# List of tasks:
[1] In the paper on criminalizing substance use disorder, what share of the U.S. prison population does NIDA (2020) estimate has an active SUD?
[2] Continue the paper on criminalizing substance use disorder from where it stops.

# Passage to read:

<<<<

Tierainie C. Johnson, MS, MCAP

Capella University

SWK 5002-Social Welfare History Policy Practice

Professor Anna Richmond, LAPSW, LISW

April 23, 2026

Exploration of Social Justice

Social Problem: Criminalization of Substance Use Disorder

Substance use disorder (SUD) is a long-term medical condition that burdens millions of Americans, yet the prevailing societal reaction is criminalization, as opposed to treatment. The practice drives recidivism, stigmatization, and morbidity, especially in already marginalized groups. This paper examines oppression and discrimination faced by individuals with SUD, ethical issues, contemporary policies, and analyzes advocacy techniques to resolve this existing social justice crisis.

Forms and Mechanisms of Oppression and Discrimination

Racial Discrimination: One of the most institutionalized oppressive processes related to individuals with SUD is racial bias. Although racial groups have similar drug consumption rates, the criminal justice ramifications of drug consumption are considerably more humiliating to the Black and Native American communities. The Office of the Assistant Secretary for Planning and Evaluation (ASPE, 2023) concluded that criminalization of substance use resulted in disproportional criminal justice engagement, especially with Black and African American individuals who are disproportionately targeted, arrested, convicted, and incarcerated on drug charges. This difference is indicative of policies that perceive addiction as a criminal offense when it happens in a community of color and offer medical compassion to White communities.

Socioeconomic Oppression: Low-income people with SUD have an added disadvantage that further marginalizes them. Individuals who are unable to post bail are in jail awaiting trial, which cuts them off of jobs, housing, and treatment. Schumacher et al. (2025) observe that the War on Drugs spurred the growth of mass incarceration and overpopulated correctional facilities with those convicted of nonviolent, drug-related crimes and that jails are the crucial yet often insufficient contacts of healthcare among justice-involved people. Poverty is the ultimate determinant of an individual into the treatment system or criminal justice pipeline.

Stigma as a Structural Barrier: Stigma is a type of oppression because it deters seeking help and allows discriminatory policies. When SUD is presented as a moral failure, instead of a medical condition, people are not willing to disclose, professionals provide substandard care, and policymakers reduce their focus on treatment funding. Xu et al. (2023) highlight that Blacks are more likely to receive methadone maintenance treatment, compared to the more accessible office-based buprenorphine, which also highlights how stigma is a contributing factor to unequal treatment pathways even within the healthcare system.

Impact on the Population

The extent of the harm associated with the criminalization of SUD is massive. National Institute on Drug Abuse (NIDA, 2020) estimates that about 65 percent of the prison population in the U.S. has an active SUD, with 20 percent having been under the influence at the moment of their offense, but only a small percentage receive evidence-based treatment in prison. Moreover, when released, most individuals resume earlier levels of use unaware that their tolerance has decreased, a significant risk of overdose.

The racial influence is particularly strong. According to ASPE (2023), the Black and Hispanic people who need treatment have lower rates of treatment utilization than their White counterparts, despite their equal rates of substance use. This difference is not motivated by a clinical need, but instead a systematic injustice of the implementing system, referral procedures, and access to care.

>>>>

# Information shown:
<<<<

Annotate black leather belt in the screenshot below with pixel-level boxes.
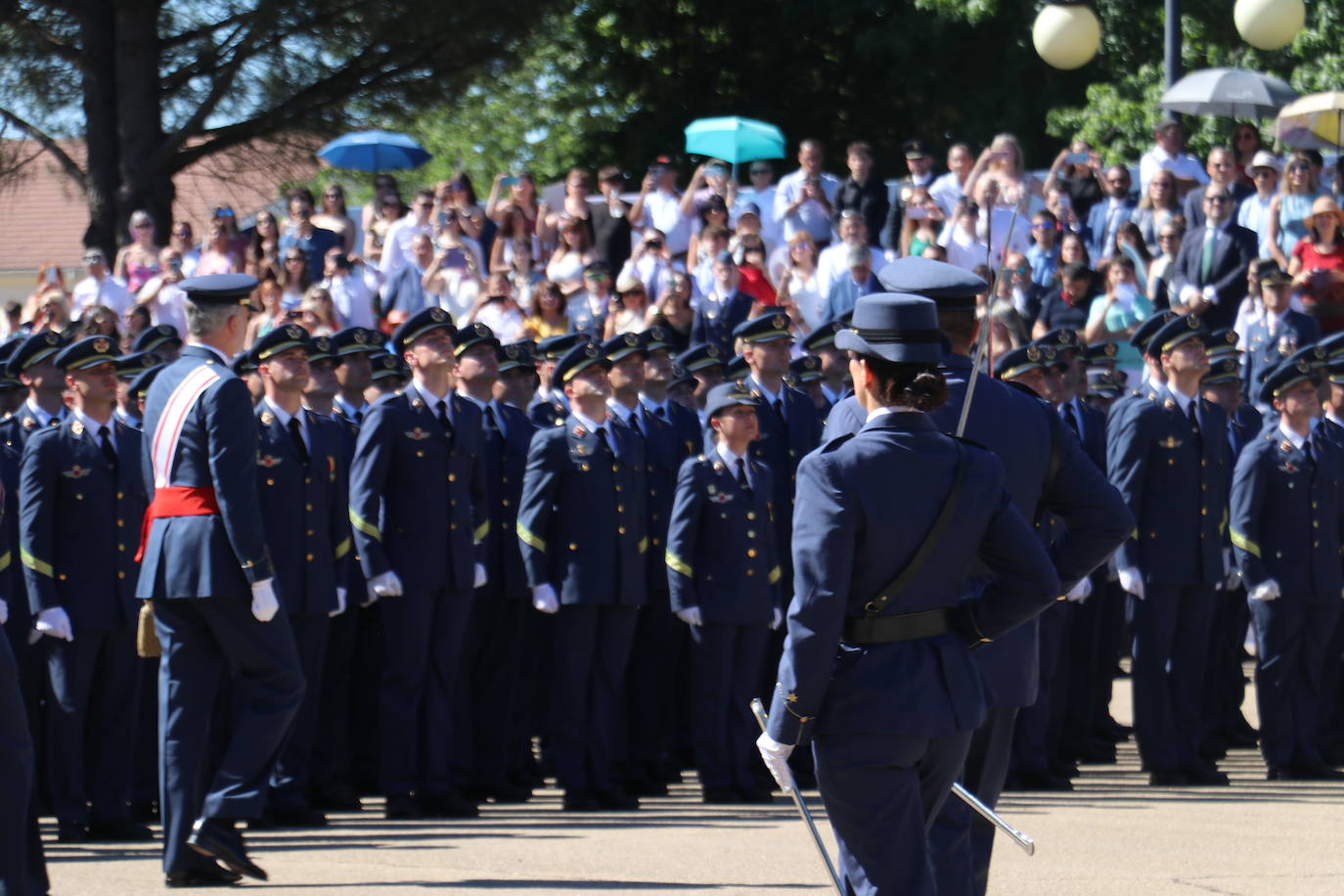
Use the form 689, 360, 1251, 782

>>>>

# Responses by task:
[1] About 65 percent.

[2]
Ethical Problems

Ethical Considerations

The NASW Code of Ethics (NASW, 2021) gives rise to several fundamental ethical considerations. First, the human dignity value necessitates social workers to oppose any policies that consider people with SUD as criminals not patients since this will essentially infringe on the right of humane care by non-judgmental professionals. Second, social justice requires practitioners to determine and address policies that yield racially and economically unfair results in drug enforcement. Third, confidentiality is an ethical issue when court-mandated care requires disclosure in other areas where legal ramifications may follow, sabotaging the therapeutic relationship and deterring potential participants into truthful participation.

Implications for Social Work Practice and Positive Client Outcomes

These ethical requirements have a number of important practice implications. Social workers should be prepared to use non-stigmatizing and trauma-informed approaches because clients who have undergone criminalization have a layer of trauma and mistrust that requires resolution prior to effective treatment contact with the client. Practitioners are also required to refer clients to evidence-based treatment, especially medication-assisted treatment (MAT), which can greatly decrease overdose deaths. Tarfa et al. (2026) affirm that the strongest empirically supported interventions in reentry involve peer navigation and opioid agonist medications, and case management. Lastly, social workers need to participate in macro-level advocacy, which involves the diversion of resources away out of incarceration into community-based services that can lead to sustainable recovery impacts.

Current Enacted Policies

The SUPPORT for Patients and Communities Act (2018)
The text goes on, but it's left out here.